CONSIGNE
Recopiez fidèlement le passage sur les Étrusques et les premiers Romains, à partir des mots « Les périodes de » et jusqu'aux mots « discuter aux érudits. » inclus.

PASSAGE
Les périodes de la création des étrusques correspondent exactement aux jours de la création de Moïse.

Il arriva sous Marius un phénomene étonnant. On entendit dans le ciel le son d’une trompette, aiguë & lugubre ; & les augures Etrusques consultés en inférerent le passage d’une période du monde à une autre, & quelque changement marqué dans la race des hommes.

Les divinités d’Isis & d’Osiris ont-elles été ignorées ou connues des Etrusques ? c’est une question que nous laissons à discuter aux érudits.

Les premiers Romains ont emprunté sans doute, des Sabins, des Etrusques, & des peuples circonvoisins, le peu d’idées raisonnables qu’ils ont eues ; mais qu’étoit-ce que la philosophie d’une poignée de brigands, réfugiés entre des collines, d’où ils ne s’échappoient par intervalles, que pour porter le fer, le feu, la terreur & le ravage chez les peuples malheureux qui les entouroient ? Romulus les renferma dans des murs qui furent arrosés du sang de son frere, Numa tourna leurs regards vers le ciel, & il en fit descendre les lois. Il éleva des autels ; il institua des danses, des jours de solemnité & des sacrifices. Il connut l’effet des prodiges sur l’esprit des peuples, & il en opéra ; il se retira dans les lieux écartés & déserts ; conféra avec les nymphes ; il eut des révélations ; il alluma le feu sacré ; il en confia le soin à des vestales ; il étudia le cours des astres, & il en tira la mesure des tems. Il tempéra les ames féroces de ses sujets par des exhortations, des institutions politiques & des cérémonies religieuses. Il éleva sa tête entre les dieux pour tenir les hommes prosternés à ses piés ; il se donna un caractere auguste, en alliant le rôle de pontife à celui de roi. Il immola les coupables avec le fer sacré dont il égorgeoit les victimes. Il écrivit, mais il voulut que ses livres fussent déposés avec son corps dans le tombeau, ce qui fut exécuté. Il y avoit cinq cens ans qu’ils y étoient, lorsque dans une longue inondation, la violence des eaux sépara les pierres du tombeau de Numa, & offrit au prêteur Petilius les volumes de ce législateur. On les lut ; on ne crut pas devoir en permettre la connoissance à la multitude, & on les brûla.

Numa disparoît d’entre les Romains ; Tullus Hostilius lui succede. Les brigandages recommencent. Toute idée de police & de religion s’éteint au milieu des armes, & la barbarie renaît. Ceux qui commandent n’échappent à l’indocile férocité des peuples, qu’en la tournant contre les nations voisines ; & les premiers rois cherchent leur sécurité dans la même politique que les derniers consuls. Quelle différence d’une contrée à une autre contrée ? A peine les Athéniens & les Grecs en général ont-ils été arrachés des cavernes & rassemblés en société, qu’on voit fleurir au milieu d’eux les Sciences & les Arts, & les progrès de l’esprit humain s’étendre de tous côtés, comme un grand incendie pendant la nuit, qui embrase & éclaire la nation, & qui attire l’attention des peuples circonvoisins. Les Romains au contraire restent abrutis jusqu’au tems où l’académicien Carnéade, le stoïcien Diogène, & le peripatéticien Critolaüs viennent solliciter au sénat la remise de la som-

me d’argent à laquelle leurs compatriotes avoient été

condamnés pour le dégât de la ville d’Orope. Publius Scipion, Nafica & Marius Marcellus étoient alors consuls, & Aulus-Albinus exerçoit la préture.

ENREGISTREMENTS

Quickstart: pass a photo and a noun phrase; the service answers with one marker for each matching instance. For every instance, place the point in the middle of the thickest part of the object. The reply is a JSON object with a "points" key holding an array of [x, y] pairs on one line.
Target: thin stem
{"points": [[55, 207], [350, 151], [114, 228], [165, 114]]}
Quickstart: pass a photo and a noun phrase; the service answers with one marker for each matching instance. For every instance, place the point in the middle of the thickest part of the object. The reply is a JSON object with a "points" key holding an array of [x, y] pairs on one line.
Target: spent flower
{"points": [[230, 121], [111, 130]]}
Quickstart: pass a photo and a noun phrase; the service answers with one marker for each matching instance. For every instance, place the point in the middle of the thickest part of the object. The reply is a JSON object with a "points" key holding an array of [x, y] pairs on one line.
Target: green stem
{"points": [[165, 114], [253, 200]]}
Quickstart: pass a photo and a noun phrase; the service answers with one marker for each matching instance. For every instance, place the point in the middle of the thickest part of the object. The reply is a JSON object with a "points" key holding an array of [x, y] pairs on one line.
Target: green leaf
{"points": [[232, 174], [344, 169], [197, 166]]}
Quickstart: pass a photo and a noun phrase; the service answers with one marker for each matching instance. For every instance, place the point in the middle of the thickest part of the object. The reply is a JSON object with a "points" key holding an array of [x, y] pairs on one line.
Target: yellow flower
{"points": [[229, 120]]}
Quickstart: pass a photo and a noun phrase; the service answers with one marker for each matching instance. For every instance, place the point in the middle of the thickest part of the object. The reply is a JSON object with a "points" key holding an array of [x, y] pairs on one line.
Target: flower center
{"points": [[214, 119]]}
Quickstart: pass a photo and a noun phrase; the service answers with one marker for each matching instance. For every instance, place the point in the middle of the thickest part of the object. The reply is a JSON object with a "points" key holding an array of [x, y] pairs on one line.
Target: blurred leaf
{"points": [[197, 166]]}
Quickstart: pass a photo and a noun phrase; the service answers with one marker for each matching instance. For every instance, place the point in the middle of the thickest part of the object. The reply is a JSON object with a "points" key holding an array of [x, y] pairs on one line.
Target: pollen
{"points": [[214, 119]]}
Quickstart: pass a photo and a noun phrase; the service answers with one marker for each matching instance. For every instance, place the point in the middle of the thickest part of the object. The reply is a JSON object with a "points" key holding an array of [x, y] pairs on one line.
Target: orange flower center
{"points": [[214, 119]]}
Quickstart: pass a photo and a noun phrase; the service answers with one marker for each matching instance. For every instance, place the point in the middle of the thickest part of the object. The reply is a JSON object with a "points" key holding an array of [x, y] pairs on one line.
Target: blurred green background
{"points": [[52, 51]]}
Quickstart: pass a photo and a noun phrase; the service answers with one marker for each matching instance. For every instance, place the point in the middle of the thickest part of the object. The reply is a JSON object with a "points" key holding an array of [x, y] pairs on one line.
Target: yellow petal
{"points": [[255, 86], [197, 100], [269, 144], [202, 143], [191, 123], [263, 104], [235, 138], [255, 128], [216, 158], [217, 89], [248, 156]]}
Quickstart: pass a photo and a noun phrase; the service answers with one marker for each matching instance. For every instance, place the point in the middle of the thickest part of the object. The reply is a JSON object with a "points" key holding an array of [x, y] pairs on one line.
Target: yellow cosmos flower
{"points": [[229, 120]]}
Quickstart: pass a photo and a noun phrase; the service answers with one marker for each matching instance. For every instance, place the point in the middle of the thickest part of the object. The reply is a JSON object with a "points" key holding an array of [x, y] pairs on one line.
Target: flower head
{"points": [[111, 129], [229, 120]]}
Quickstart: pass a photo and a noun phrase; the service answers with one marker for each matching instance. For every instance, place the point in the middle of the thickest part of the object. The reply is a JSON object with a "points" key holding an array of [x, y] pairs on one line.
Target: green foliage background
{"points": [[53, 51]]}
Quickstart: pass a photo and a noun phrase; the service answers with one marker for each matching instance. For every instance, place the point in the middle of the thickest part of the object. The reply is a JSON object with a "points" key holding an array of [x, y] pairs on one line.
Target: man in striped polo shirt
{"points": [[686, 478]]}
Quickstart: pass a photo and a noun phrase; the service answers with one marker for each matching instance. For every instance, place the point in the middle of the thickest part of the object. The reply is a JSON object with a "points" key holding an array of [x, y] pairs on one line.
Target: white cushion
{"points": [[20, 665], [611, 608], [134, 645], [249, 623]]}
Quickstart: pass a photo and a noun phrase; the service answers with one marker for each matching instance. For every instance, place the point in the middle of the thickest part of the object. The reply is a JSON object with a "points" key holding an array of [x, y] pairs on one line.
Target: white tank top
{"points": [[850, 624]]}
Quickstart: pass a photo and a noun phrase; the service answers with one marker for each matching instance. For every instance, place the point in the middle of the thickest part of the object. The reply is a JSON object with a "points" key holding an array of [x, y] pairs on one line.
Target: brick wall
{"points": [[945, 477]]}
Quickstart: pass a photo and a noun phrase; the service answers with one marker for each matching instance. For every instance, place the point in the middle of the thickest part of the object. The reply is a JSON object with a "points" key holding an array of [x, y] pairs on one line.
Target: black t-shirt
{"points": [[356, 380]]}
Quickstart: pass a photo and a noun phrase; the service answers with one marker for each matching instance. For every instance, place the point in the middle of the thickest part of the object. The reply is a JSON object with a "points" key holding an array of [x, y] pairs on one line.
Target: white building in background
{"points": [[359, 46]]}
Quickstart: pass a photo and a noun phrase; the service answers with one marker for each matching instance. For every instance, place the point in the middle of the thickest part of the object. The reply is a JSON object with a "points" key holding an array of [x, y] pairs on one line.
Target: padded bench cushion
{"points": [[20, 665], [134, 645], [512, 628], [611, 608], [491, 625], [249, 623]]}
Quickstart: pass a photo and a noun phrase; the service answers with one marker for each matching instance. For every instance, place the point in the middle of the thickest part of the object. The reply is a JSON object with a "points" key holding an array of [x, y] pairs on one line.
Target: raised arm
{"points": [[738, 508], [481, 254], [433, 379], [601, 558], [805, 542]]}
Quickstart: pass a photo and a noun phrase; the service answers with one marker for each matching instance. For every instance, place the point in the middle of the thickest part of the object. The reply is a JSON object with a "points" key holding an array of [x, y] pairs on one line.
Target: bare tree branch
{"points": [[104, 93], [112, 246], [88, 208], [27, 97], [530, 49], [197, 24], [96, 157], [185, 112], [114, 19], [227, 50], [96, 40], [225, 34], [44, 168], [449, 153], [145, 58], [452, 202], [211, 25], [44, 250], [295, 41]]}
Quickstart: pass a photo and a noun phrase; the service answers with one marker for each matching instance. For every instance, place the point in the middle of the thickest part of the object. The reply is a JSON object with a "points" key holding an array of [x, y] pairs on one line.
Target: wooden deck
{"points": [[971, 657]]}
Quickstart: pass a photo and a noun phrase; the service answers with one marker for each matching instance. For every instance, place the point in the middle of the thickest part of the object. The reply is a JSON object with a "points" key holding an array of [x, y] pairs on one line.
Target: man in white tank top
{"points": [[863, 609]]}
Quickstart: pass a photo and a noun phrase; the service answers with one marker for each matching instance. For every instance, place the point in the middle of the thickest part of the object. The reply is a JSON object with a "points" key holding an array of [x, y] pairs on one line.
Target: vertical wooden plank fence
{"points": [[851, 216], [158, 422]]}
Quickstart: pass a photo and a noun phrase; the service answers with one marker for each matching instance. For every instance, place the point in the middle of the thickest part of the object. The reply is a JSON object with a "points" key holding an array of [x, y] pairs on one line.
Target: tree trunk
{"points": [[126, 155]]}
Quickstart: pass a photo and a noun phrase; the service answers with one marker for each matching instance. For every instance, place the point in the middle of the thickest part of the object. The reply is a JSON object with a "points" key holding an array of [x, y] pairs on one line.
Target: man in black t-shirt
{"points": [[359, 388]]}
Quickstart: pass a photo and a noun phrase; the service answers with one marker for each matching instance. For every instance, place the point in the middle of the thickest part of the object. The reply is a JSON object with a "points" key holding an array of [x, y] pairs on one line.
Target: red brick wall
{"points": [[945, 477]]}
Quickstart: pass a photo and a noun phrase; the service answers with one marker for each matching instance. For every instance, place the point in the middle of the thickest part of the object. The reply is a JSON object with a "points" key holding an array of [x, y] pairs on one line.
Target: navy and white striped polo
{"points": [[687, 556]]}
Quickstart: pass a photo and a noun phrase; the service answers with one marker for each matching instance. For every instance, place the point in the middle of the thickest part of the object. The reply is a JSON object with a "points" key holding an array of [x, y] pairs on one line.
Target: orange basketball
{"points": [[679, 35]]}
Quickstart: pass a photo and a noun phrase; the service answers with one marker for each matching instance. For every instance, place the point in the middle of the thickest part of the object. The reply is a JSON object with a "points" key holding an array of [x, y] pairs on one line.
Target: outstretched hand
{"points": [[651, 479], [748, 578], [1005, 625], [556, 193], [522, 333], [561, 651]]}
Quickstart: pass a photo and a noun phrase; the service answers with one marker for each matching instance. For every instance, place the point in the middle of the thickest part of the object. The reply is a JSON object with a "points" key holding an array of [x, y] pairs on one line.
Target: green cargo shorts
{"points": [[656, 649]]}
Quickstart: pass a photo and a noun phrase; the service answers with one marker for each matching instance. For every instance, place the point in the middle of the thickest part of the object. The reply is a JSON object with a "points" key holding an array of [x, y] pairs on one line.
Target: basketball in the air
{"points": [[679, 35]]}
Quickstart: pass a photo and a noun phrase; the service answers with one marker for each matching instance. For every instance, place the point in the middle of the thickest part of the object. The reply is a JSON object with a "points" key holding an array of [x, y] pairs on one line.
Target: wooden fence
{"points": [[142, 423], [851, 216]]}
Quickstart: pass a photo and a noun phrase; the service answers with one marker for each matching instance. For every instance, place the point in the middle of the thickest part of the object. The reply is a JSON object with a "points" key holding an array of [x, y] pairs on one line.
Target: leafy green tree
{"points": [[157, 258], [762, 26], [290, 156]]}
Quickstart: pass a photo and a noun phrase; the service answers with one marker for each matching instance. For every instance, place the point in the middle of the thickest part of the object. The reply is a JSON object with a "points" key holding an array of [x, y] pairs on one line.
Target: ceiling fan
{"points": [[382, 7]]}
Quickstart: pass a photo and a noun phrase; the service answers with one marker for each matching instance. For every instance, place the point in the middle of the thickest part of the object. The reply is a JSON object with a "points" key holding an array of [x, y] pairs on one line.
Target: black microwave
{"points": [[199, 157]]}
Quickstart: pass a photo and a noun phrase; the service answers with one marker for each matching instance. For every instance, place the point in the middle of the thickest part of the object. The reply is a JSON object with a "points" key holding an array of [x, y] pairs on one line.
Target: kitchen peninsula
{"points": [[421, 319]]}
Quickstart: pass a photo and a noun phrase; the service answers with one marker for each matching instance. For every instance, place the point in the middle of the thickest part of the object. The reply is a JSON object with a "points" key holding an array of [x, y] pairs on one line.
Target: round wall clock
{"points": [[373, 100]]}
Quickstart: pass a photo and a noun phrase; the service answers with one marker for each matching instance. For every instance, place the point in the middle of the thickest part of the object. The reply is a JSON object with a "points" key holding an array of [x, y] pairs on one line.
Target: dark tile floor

RÉSULTAT
Les périodes de la création des étrusques correspondent exactement aux jours de la création de Moïse.

Il arriva sous Marius un phénomene étonnant. On entendit dans le ciel le son d’une trompette, aiguë & lugubre ; & les augures Etrusques consultés en inférerent le passage d’une période du monde à une autre, & quelque changement marqué dans la race des hommes.

Les divinités d’Isis & d’Osiris ont-elles été ignorées ou connues des Etrusques ? c’est une question que nous laissons à discuter aux érudits.